PROVIDED RECORDS:
• • • • •
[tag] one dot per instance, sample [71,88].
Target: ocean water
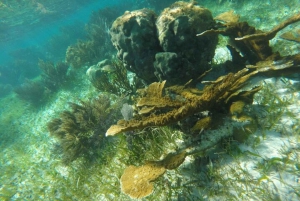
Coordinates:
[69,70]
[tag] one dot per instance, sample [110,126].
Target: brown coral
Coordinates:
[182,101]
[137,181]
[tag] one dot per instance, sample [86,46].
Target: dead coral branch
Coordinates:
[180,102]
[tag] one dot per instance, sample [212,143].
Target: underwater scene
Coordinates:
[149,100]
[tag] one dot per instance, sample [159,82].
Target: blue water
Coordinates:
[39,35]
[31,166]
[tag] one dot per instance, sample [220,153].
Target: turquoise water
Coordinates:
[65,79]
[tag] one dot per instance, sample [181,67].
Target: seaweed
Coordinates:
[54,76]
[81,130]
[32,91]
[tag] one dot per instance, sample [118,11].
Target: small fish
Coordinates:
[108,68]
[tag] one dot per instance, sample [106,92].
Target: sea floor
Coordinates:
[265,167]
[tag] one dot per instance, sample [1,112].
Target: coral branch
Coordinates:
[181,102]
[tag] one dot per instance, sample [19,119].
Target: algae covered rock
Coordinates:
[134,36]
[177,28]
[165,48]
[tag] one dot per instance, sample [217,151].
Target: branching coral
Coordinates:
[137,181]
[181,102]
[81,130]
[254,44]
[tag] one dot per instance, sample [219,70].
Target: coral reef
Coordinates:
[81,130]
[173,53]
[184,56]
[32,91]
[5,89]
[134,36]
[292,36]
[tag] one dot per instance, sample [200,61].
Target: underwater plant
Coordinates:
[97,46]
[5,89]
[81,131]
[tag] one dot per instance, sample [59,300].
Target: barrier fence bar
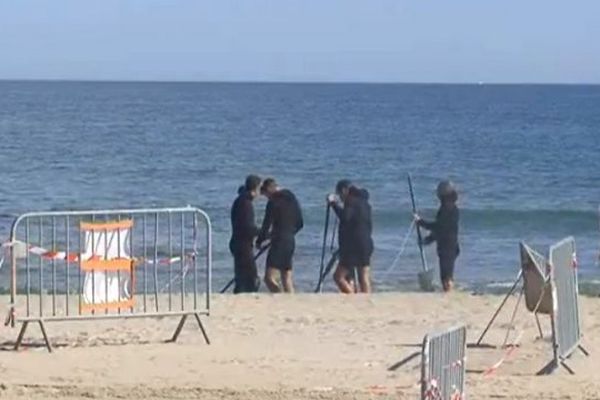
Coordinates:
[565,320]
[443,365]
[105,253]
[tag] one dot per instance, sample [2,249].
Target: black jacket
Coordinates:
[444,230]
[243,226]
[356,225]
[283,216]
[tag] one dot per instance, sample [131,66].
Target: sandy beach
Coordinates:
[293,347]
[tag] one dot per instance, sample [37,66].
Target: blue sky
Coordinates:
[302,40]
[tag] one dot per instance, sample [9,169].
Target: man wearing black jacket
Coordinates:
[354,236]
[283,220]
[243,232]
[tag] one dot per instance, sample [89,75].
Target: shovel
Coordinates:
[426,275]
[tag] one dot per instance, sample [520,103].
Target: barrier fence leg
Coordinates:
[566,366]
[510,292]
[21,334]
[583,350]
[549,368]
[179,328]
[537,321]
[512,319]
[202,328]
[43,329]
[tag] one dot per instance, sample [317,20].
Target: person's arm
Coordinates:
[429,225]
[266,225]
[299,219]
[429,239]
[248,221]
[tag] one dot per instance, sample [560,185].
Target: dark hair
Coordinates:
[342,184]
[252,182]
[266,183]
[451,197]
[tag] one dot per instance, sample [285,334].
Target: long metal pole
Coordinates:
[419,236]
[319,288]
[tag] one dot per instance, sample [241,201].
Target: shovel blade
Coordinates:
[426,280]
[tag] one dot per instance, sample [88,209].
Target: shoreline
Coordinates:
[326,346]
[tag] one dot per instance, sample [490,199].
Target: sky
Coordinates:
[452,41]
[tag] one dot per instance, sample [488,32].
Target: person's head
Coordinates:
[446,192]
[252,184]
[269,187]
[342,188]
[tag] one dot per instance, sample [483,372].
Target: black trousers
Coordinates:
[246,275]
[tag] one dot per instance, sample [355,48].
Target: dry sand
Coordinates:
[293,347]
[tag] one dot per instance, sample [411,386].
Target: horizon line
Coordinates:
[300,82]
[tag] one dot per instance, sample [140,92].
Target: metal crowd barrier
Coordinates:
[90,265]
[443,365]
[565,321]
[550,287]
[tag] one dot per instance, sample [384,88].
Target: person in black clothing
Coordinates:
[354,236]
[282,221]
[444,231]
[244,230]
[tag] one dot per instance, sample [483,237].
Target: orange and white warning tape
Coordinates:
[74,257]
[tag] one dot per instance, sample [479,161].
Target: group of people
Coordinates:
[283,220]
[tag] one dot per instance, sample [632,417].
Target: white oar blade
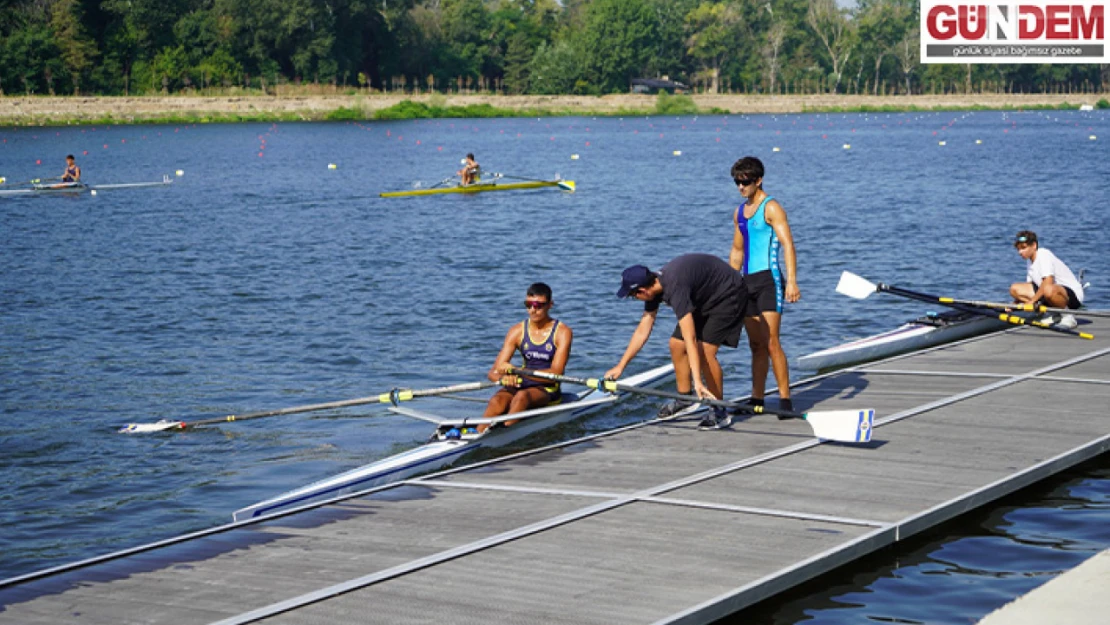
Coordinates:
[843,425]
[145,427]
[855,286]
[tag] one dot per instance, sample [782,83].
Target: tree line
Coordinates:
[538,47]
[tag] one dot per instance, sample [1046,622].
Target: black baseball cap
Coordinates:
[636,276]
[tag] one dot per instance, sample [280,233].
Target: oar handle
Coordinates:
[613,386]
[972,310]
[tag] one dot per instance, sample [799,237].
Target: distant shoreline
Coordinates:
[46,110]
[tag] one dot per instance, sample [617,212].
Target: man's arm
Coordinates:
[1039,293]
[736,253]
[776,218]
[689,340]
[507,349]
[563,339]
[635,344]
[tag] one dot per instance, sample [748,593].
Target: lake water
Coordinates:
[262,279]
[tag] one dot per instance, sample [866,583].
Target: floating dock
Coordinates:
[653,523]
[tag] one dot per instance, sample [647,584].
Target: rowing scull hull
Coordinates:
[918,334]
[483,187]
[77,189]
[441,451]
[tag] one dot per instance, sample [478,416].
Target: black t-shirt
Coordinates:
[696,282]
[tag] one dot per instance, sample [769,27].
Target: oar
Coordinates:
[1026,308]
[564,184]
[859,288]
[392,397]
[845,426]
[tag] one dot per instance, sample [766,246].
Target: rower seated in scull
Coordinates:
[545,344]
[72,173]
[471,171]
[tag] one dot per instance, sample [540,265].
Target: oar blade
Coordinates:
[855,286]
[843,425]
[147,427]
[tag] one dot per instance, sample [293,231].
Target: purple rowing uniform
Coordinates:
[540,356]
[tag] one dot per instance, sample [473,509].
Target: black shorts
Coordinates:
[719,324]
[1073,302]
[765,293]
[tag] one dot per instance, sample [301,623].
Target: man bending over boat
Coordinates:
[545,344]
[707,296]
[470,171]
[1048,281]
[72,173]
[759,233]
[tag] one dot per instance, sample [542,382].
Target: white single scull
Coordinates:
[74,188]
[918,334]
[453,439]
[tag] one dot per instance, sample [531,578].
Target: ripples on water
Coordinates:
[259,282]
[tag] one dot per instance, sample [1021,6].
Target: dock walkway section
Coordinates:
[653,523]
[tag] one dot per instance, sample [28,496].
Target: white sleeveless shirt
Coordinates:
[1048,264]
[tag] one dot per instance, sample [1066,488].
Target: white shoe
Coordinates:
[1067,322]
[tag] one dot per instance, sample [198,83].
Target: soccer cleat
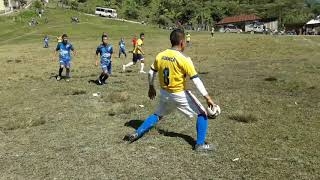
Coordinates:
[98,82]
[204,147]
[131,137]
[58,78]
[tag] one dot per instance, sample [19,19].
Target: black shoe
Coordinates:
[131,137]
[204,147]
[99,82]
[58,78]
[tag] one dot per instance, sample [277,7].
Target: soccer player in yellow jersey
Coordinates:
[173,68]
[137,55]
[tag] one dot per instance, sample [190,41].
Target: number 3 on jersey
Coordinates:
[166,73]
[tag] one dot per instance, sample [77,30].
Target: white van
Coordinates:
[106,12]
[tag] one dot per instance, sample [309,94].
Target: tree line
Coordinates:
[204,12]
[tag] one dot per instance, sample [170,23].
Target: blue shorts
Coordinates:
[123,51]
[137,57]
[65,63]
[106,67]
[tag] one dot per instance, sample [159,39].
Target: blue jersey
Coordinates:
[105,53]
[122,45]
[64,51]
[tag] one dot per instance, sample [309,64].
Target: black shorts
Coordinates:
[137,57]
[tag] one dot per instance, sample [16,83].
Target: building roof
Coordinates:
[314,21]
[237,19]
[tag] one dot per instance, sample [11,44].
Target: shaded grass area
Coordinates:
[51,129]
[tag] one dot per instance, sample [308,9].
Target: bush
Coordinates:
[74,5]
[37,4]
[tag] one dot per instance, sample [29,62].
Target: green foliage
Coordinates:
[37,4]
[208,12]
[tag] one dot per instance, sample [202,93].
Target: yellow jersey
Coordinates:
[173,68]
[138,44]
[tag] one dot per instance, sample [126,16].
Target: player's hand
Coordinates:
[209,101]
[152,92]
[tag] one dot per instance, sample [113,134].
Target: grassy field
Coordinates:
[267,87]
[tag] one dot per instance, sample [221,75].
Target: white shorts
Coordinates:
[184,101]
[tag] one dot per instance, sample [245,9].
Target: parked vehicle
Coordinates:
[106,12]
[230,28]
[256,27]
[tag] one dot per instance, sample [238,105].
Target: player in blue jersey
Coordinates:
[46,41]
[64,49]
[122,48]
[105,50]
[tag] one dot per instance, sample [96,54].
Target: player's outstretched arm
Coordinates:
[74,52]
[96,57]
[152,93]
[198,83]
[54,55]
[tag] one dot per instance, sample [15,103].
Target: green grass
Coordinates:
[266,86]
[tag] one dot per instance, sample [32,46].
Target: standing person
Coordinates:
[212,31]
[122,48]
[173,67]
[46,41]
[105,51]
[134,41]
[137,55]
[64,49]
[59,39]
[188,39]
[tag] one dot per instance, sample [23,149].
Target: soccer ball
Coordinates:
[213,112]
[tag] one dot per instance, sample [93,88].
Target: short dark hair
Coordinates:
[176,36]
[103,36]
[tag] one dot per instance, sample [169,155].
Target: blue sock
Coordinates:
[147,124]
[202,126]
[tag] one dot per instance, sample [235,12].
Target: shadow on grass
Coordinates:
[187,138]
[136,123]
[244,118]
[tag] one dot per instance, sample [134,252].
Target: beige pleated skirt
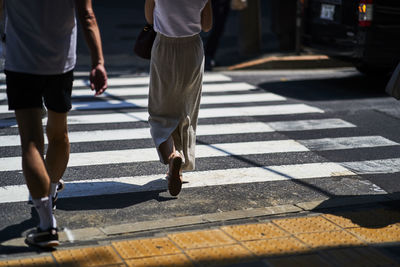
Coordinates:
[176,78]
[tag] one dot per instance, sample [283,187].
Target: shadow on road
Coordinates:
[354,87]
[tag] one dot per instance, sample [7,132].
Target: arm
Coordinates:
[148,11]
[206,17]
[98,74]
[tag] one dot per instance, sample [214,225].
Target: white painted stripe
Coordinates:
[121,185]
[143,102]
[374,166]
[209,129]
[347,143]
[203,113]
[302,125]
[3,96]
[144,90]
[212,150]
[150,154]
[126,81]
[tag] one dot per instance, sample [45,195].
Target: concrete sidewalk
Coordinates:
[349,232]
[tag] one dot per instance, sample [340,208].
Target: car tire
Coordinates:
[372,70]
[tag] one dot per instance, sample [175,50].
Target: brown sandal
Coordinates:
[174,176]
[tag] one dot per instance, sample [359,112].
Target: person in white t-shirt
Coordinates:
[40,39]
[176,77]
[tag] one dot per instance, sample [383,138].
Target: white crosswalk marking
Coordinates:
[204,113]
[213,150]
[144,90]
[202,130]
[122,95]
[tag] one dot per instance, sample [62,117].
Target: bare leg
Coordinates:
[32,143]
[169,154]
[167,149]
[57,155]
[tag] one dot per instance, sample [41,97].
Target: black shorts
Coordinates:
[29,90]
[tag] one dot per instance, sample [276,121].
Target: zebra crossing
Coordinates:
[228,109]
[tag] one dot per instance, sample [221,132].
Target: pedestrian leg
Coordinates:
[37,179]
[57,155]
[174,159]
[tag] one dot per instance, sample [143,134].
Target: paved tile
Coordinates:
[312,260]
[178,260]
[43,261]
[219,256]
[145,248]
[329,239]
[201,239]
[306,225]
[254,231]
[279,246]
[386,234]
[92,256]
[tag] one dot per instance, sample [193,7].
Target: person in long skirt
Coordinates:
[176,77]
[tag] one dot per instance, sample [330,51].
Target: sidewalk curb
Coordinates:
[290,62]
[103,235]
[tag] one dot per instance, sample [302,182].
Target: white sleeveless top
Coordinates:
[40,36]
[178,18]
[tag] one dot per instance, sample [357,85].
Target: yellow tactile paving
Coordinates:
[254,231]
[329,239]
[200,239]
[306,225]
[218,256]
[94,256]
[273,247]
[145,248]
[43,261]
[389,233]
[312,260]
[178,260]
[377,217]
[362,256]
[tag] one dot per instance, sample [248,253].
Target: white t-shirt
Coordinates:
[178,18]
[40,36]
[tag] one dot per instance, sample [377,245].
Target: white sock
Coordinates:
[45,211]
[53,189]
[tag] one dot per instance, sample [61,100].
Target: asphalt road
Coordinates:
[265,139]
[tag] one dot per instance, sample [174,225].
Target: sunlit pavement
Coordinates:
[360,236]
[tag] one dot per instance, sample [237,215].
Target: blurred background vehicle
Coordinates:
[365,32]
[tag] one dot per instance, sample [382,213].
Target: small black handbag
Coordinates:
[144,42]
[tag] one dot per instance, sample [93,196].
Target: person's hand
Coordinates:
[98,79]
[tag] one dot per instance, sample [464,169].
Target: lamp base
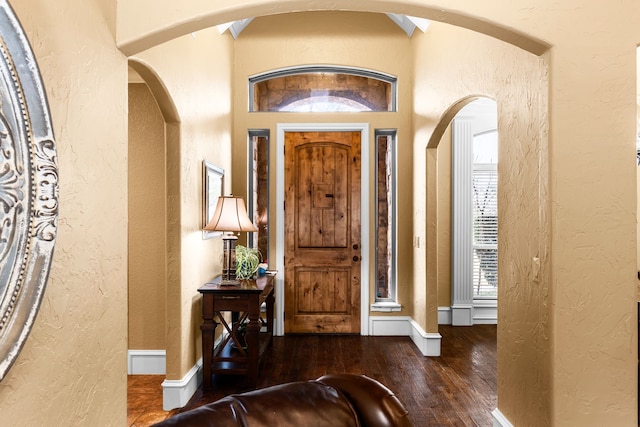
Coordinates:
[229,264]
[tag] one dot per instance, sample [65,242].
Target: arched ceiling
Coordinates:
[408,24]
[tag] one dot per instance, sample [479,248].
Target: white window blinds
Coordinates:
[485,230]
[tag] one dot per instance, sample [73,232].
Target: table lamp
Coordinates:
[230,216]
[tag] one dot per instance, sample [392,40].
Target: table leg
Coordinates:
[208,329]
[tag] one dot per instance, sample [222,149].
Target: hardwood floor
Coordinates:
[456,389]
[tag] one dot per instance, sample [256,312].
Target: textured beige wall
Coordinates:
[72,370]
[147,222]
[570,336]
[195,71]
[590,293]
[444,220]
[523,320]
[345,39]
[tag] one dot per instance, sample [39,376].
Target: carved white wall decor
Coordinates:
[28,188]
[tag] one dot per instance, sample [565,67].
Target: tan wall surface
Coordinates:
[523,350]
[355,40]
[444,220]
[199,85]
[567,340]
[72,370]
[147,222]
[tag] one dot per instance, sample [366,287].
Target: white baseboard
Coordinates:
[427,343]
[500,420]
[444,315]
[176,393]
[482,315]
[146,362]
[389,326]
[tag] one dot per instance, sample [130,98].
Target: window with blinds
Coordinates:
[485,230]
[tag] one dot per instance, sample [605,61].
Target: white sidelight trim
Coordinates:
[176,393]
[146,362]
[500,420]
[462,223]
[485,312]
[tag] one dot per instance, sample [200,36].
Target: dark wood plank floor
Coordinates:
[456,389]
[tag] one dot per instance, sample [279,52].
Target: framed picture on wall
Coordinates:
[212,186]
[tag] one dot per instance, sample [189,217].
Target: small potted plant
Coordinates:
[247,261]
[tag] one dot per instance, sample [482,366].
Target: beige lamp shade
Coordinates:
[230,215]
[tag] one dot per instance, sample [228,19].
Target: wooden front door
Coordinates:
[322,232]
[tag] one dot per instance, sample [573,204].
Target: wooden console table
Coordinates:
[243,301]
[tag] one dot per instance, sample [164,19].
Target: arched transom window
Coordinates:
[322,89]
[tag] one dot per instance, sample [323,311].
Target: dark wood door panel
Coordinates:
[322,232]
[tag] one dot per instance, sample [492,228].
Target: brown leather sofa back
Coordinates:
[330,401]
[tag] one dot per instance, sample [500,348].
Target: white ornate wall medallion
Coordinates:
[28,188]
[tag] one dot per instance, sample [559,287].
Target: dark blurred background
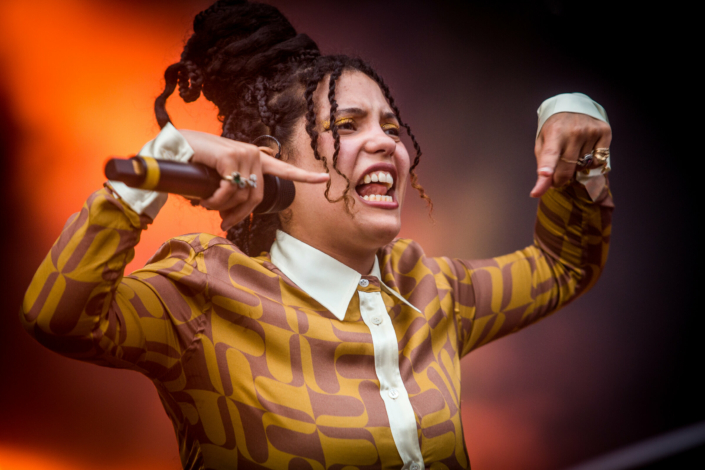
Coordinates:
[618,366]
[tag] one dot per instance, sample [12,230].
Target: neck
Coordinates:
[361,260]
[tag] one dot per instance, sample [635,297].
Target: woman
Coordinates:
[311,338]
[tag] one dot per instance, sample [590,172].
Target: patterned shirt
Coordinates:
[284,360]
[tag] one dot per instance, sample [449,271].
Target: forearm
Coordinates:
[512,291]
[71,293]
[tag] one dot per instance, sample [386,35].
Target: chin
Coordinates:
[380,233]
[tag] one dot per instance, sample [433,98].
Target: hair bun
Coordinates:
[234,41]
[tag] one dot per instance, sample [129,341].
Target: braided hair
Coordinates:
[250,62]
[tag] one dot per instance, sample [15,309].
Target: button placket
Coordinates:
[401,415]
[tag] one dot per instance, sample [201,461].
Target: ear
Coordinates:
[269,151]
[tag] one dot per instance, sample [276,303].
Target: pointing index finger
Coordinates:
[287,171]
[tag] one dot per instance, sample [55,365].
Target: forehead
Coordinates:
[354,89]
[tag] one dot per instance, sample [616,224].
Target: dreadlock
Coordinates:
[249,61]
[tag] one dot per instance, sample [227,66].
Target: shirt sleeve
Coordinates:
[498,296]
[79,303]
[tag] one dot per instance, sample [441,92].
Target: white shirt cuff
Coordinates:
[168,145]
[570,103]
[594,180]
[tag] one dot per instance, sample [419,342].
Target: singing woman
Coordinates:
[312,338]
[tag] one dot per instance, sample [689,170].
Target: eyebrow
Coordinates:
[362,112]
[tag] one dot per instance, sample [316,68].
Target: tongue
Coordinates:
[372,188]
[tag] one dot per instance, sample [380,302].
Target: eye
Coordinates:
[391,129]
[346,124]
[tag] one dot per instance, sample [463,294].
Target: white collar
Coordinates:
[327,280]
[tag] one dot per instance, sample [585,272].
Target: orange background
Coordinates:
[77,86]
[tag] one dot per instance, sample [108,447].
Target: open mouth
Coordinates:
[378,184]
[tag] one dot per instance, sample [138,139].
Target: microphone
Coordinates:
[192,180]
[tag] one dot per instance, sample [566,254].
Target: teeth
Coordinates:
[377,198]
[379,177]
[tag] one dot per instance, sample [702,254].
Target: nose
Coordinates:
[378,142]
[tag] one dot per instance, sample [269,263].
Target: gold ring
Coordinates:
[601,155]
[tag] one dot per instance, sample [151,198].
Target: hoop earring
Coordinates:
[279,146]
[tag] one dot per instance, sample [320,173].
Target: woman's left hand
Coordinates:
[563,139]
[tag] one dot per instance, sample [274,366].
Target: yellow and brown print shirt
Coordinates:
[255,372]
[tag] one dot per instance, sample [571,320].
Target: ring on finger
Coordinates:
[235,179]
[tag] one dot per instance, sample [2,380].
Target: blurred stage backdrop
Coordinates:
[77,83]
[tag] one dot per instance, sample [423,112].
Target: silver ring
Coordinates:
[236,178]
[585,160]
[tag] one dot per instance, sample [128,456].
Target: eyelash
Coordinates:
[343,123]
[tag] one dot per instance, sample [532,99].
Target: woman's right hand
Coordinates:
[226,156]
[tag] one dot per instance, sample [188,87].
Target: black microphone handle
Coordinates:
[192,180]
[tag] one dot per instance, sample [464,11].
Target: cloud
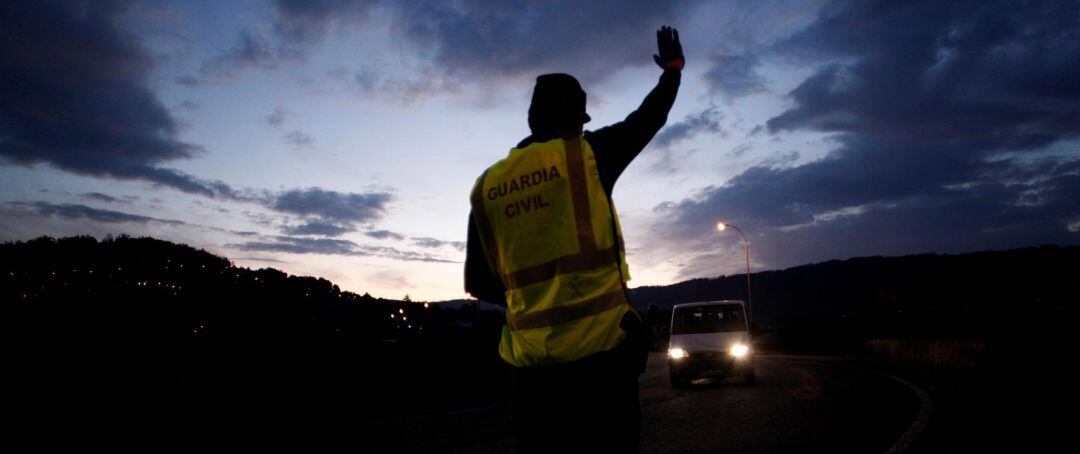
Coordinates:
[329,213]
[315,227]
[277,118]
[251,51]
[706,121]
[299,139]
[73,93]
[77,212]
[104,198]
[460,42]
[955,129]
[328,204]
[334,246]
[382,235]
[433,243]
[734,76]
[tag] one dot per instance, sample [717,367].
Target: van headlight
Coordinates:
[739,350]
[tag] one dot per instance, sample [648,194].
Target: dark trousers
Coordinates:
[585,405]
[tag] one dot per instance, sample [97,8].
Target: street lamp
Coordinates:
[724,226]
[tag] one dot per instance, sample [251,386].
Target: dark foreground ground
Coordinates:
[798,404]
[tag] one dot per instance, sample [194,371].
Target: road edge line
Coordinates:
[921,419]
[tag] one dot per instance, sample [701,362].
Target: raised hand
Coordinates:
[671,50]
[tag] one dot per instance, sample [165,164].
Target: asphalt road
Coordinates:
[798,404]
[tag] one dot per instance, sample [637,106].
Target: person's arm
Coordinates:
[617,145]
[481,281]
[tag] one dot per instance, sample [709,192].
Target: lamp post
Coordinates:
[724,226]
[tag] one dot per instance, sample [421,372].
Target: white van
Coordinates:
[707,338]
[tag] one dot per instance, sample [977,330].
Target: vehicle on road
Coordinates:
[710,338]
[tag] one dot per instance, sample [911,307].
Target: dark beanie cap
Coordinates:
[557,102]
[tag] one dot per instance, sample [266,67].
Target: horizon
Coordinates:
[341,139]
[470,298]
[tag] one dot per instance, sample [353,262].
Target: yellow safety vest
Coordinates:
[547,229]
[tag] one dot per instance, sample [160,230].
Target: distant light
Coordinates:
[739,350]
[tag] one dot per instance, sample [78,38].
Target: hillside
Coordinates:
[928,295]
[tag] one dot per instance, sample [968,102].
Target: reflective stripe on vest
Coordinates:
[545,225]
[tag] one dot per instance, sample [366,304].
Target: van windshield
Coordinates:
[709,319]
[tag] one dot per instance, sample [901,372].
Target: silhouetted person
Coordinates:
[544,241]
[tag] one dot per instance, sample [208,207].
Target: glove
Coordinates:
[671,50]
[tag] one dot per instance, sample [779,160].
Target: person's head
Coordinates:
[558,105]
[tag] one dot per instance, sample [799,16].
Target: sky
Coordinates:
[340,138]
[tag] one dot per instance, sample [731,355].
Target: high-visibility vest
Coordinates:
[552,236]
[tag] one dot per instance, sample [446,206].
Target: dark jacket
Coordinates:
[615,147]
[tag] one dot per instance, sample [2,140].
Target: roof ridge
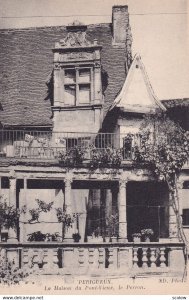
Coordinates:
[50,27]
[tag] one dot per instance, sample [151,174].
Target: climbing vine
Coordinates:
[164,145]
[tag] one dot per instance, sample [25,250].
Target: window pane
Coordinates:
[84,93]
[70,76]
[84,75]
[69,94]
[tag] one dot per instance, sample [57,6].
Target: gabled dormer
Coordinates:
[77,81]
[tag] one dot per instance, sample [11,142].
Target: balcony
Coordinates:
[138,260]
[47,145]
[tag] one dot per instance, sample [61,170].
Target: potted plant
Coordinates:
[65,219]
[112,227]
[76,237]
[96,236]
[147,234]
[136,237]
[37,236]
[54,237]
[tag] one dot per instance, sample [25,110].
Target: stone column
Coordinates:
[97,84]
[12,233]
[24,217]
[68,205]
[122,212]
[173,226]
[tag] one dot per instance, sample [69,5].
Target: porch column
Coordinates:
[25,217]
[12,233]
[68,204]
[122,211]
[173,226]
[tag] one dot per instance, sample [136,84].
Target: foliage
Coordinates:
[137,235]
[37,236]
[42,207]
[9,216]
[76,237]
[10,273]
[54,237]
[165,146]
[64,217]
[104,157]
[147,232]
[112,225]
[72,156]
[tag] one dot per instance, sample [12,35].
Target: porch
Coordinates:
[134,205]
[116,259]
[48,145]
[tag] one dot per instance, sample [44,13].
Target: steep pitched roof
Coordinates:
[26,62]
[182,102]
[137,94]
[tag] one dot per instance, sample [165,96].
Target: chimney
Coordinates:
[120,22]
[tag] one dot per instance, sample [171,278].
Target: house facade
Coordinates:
• • • • •
TASK TO CARRY OUT: Transcribe the records above exactly, but only from the line that contains "[tag] one dot per instance, sample [151,174]." through their final line, inclusive.

WRITTEN RESPONSE:
[tag] one dot per instance, sample [151,174].
Target: climbing vine
Coordinates:
[164,145]
[tag] one dot per instance, sample [25,250].
Target: window pane
Coordinates:
[84,93]
[70,76]
[84,75]
[69,94]
[tag] one dot per instance, sample [57,6].
Target: gabled dormer
Coordinates:
[77,81]
[tag] one dot per instance, sample [11,142].
Target: balcony
Coordinates:
[138,260]
[47,145]
[tag] one dot per instance, sample [61,170].
Target: potted plant
Coordinates:
[65,219]
[112,227]
[76,237]
[96,236]
[147,234]
[136,237]
[37,236]
[54,237]
[tag] one dot per instance, sample [25,110].
Target: stone column
Coordinates:
[97,84]
[12,233]
[24,217]
[68,205]
[122,212]
[173,226]
[tag] one dot per instance, sample [69,5].
Target: porch column
Coordinates:
[25,217]
[12,233]
[68,204]
[122,211]
[173,226]
[tag] one dot per instance, sample [136,84].
Target: foliage
Coordinates:
[137,235]
[37,236]
[42,207]
[9,216]
[76,237]
[10,273]
[54,237]
[165,146]
[64,217]
[104,157]
[147,232]
[112,225]
[72,156]
[tag] one dot per instance, sample [12,35].
Target: porch
Coordinates:
[134,205]
[116,259]
[48,145]
[tag] one dot per instance, sample [44,13].
Target: steep pitched roof
Coordinates:
[26,62]
[182,102]
[137,94]
[tag] one dot per instance, sample [165,96].
Target: chimney
Coordinates:
[120,22]
[tag] one dot per instance, sample [171,278].
Target: house facade
Coordinates:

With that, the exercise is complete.